Source passage

--- --- ---

Brendan Rodgers held court. It was March 2015 and Liverpool were on a 13-game unbeaten league run. This was not the uplifting Red spring of the previous year when Rodgers’ side had come close to winning the title but the team had not lost since before Christmas. The manager felt positive. He does positivity brilliantly.

The audience were journalists. Although the meeting was off the record and he could not be quoted directly, what the Liverpool manager said made great copy. He talked about long, sleepless nights when he weighed up complex tactical issues and how he arrived at a ‘eureka’ moment and changed his principles to get the best out of his squad. He talked about his CORE philosophy – Commitment, Ownership, Responsibilities, Excellence – and explained how to apply each point. And he discussed players, articulating how he had improved Emre Can and Jordan Henderson while detailing why Mario Balotelli was doomed to failure on Merseyside.

--- --- ---

Entries
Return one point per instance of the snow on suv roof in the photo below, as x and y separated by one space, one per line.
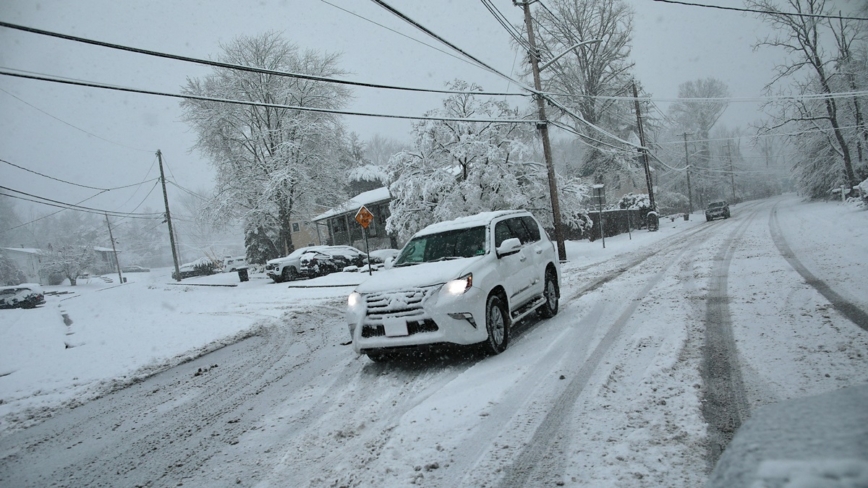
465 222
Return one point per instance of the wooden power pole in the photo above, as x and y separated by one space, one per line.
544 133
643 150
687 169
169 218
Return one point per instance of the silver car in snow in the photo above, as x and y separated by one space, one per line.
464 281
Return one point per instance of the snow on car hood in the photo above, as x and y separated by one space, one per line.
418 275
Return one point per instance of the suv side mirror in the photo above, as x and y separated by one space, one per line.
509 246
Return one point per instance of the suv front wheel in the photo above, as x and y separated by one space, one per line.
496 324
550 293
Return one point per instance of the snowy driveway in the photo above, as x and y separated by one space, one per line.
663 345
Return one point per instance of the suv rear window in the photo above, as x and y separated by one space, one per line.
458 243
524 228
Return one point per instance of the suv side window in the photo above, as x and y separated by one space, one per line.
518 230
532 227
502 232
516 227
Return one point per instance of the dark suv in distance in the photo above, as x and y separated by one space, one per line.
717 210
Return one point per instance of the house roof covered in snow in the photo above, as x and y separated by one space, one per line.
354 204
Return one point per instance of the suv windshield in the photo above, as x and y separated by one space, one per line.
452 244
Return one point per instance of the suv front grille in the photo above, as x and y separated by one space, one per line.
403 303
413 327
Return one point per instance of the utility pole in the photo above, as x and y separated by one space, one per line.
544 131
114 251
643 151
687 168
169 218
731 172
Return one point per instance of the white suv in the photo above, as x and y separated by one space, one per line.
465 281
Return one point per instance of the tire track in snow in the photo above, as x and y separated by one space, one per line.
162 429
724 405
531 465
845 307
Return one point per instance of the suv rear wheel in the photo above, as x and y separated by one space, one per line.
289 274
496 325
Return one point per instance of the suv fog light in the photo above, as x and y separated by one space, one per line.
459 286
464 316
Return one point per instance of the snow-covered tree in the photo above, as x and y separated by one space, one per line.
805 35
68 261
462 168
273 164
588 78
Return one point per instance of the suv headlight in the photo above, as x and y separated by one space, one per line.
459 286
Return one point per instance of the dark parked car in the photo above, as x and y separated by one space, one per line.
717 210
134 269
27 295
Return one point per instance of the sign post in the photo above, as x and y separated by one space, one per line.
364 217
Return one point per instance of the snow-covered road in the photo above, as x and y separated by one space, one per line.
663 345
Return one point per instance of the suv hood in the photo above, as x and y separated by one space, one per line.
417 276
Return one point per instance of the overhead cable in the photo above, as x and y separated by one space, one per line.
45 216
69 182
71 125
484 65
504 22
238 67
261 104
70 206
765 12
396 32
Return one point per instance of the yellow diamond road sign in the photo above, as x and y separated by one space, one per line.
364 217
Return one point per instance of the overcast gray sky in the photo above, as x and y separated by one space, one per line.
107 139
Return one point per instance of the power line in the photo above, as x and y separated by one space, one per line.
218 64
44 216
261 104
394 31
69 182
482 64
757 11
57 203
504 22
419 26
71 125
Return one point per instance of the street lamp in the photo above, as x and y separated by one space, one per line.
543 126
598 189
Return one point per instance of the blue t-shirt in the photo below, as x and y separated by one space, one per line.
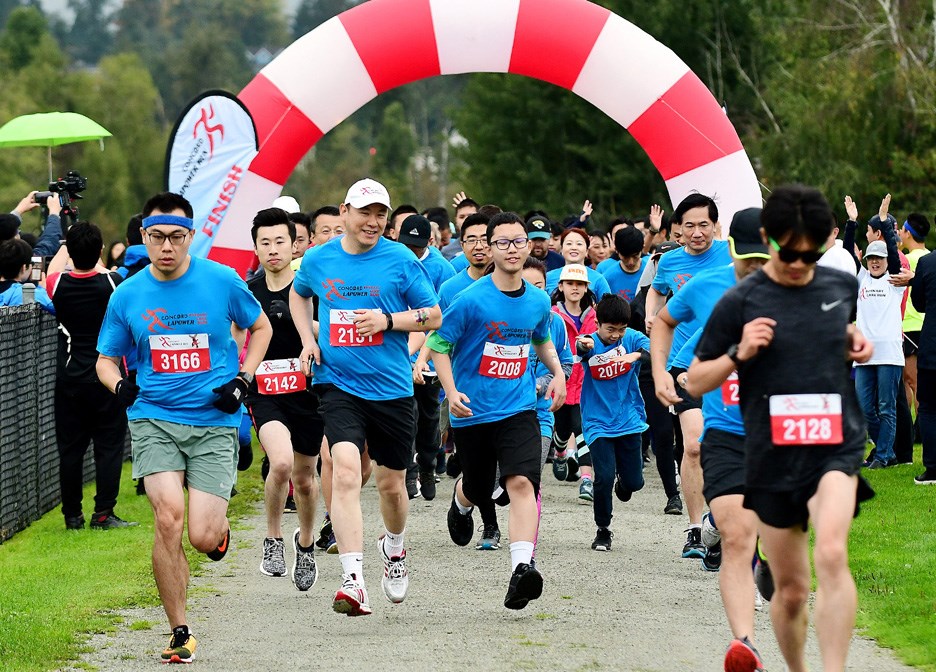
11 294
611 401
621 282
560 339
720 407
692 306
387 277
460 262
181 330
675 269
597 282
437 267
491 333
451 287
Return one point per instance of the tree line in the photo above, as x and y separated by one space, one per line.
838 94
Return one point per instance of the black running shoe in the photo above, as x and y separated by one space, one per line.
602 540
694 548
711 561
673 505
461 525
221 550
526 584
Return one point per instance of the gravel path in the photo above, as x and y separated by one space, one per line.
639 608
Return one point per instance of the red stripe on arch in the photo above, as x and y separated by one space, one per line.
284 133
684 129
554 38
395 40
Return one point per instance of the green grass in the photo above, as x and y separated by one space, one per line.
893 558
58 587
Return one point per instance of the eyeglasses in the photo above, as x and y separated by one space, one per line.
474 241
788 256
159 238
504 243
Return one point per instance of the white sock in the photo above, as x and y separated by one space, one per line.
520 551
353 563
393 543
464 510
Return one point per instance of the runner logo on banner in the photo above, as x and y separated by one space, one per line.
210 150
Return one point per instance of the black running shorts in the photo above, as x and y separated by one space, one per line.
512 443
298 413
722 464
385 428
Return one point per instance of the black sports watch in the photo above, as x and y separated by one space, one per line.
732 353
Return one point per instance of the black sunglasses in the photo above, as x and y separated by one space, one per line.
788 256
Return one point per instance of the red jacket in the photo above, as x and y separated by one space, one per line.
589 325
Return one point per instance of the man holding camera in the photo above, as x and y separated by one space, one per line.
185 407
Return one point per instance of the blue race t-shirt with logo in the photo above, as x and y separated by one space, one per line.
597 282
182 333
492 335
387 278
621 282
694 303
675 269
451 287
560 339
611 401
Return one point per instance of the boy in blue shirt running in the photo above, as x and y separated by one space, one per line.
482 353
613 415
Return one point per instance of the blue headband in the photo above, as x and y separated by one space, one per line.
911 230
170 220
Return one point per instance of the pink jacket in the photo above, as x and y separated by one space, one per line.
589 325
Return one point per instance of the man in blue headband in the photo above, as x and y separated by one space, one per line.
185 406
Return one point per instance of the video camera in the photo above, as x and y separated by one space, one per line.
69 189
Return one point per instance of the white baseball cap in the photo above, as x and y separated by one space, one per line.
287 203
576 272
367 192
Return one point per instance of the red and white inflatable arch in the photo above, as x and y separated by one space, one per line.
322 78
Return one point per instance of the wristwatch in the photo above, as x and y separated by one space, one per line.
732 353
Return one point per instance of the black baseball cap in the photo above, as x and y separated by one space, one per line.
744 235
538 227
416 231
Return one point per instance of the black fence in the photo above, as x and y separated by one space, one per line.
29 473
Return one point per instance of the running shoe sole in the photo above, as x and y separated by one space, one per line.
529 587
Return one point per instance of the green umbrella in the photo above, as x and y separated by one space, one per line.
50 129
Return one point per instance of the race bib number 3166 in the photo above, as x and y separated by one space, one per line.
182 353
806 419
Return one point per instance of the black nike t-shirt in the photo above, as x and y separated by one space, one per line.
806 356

--- --- ---

Tasks to perform
A) For the text about Brendan Rodgers, decide whether each statement agrees with it: (i) the meeting with journalists was on the record, (ii) Liverpool were on a 13-game unbeaten league run in March 2015, and (iii) Rodgers said he had improved Mario Balotelli. Answer yes or no for each and quote the words of the text that decide it.
B) Transcribe part of the text about Brendan Rodgers word for word. Begin at the words "The audience were" and stop after "failure on Merseyside.".

List of solutions
A)
(i) No: "Although the meeting was off the record and he could not be quoted directly"
(ii) Yes: "It was March 2015 and Liverpool were on a 13-game unbeaten league run."
(iii) No: "detailing why Mario Balotelli was doomed to failure on Merseyside."

B)
The audience were journalists. Although the meeting was off the record and he could not be quoted directly, what the Liverpool manager said made great copy. He talked about long, sleepless nights when he weighed up complex tactical issues and how he arrived at a ‘eureka’ moment and changed his principles to get the best out of his squad. He talked about his CORE philosophy – Commitment, Ownership, Responsibilities, Excellence – and explained how to apply each point. And he discussed players, articulating how he had improved Emre Can and Jordan Henderson while detailing why Mario Balotelli was doomed to failure on Merseyside.